▶ Text passage:

__________________________________________________

Peck’s Lake, New York, USA

Lake Locations:

USA - Mid-Atlantic - New York - Adirondacks -

Also known as:  Peck Lake

Peck’s Lake is tucked away at the southern edge of New York’s renowned Adirondack Park. This 1,370-acre reservoir has been providing recreation for well over a century. Archeological finds in the area show evidence of human habitation long before European settlers arrived.

One of the draws to Peck’s Lake – besides the obvious benefits of the unspoiled and forested scenery – is that water skiing is allowed on the lake. Many water bodies in the area do not permit this type of water sport. Boats must be between 14 to 20 feet. Motors are limited to 40 horsepower, and skiers are allowed only in a specially marked area during certain hours. The rest of the lake is open to pontooning, canoeing, kayaking, and fishing boats as long as they maintain the 15 mph speed limit.

There are no public beaches at Peck’s Lake or publicly-owned boat ramps, but the resort’s marina allows boat launching from their ramp as long as the boats meet the general requirements. The marina also rents small boats, canoes and paddleboats, and sells gas, bait and supplies. It even sells refreshments from a lakeside refreshment stand. The resort usually ends up as the focal point of boating on Peck Lake.

Fishing is one of the main reasons visitors come to Peck’s Lake. The lake is well known as an excellent fishing destination and offers northern pike, walleye, rainbow and brown trout, pickerel, largemouth bass, smallmouth bass, rock bass, crappies, yellow perch and bluegills. The Peck’s Lake Protective Association arranges to have the lake scientifically stocked each year and continually monitors water quality to ensure the lake’s good health. Peck Lake is most noted for its sizable largemouth bass, but walleye are being caught in increasing numbers.

Hiking and cycling are enjoyed along the quiet country roads in the area, and a number of people come to view the autumn foliage. Due to its location at the southern edge of the Adirondacks, visitors have access to a number of trails for snowmobiling, cross-country skiing and snowshoeing.

Located only an hour by car from Albany, Peck’s Lake is easy to reach for a weekend getaway. The lake is surrounded by opportunities for day trips. The Saratoga Performing Arts Center and harness racing are less than an hour away in Saratoga. Even closer are a number of attractions in the Glens Falls area, such as the Charles R. Wood Theater where the Adirondack Theatre Festival produces several performances each summer. Also located in Glen Falls is the Chapman Historical Museum with preserved homes, historical photos and guided driving tours of notable area sights. The Hyde Collection presents a collection of fine art in a carefully preserved historical home.

A bit over an hour away from Peck’s Lake, the Adirondack Museum at Blue Lake is well worth a visit to learn the history of this majestic natural preserve. The background for this magnificent natural landscape is the nearly six million acres of the Adirondack Park. Not entirely public lands, many areas within its boundaries remain private property. Cooperation and a commitment to preservation of this great natural region assure that there are hundreds of miles of trails, ponds and rivers for hiking, trout fishing, canoeing, rock climbing, downhill skiing, snowmobiling, and just plain enjoying the pristine wilderness.

__________________________________________________

▶ Raw records:
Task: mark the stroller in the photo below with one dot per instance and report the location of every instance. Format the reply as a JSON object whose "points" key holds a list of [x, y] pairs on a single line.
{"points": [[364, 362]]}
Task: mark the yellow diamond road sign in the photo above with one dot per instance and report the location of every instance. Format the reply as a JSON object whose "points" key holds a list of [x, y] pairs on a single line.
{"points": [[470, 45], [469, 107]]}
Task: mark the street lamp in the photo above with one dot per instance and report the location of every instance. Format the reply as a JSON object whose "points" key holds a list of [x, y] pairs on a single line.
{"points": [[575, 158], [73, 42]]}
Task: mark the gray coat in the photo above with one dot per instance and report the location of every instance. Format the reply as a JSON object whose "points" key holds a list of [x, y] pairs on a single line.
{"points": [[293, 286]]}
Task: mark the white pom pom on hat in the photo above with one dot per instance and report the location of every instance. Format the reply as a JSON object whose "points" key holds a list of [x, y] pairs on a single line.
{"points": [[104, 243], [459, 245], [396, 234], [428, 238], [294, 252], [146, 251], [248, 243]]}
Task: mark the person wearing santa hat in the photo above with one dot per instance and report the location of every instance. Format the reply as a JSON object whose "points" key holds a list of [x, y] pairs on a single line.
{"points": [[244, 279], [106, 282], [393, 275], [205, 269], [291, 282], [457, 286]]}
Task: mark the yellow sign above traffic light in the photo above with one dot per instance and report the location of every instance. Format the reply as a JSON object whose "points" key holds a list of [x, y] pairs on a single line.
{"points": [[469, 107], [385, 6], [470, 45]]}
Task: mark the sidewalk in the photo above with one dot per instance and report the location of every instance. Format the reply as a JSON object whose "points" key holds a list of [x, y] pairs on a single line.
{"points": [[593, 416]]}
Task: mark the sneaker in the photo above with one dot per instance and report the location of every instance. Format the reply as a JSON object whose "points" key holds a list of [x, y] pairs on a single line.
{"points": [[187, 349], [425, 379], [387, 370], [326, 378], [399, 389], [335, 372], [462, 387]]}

__________________________________________________

▶ Directions: In the description of Peck's Lake, what is the horsepower limit for boat motors? These records are from a different source than the text.

▶ The completed task: 40 horsepower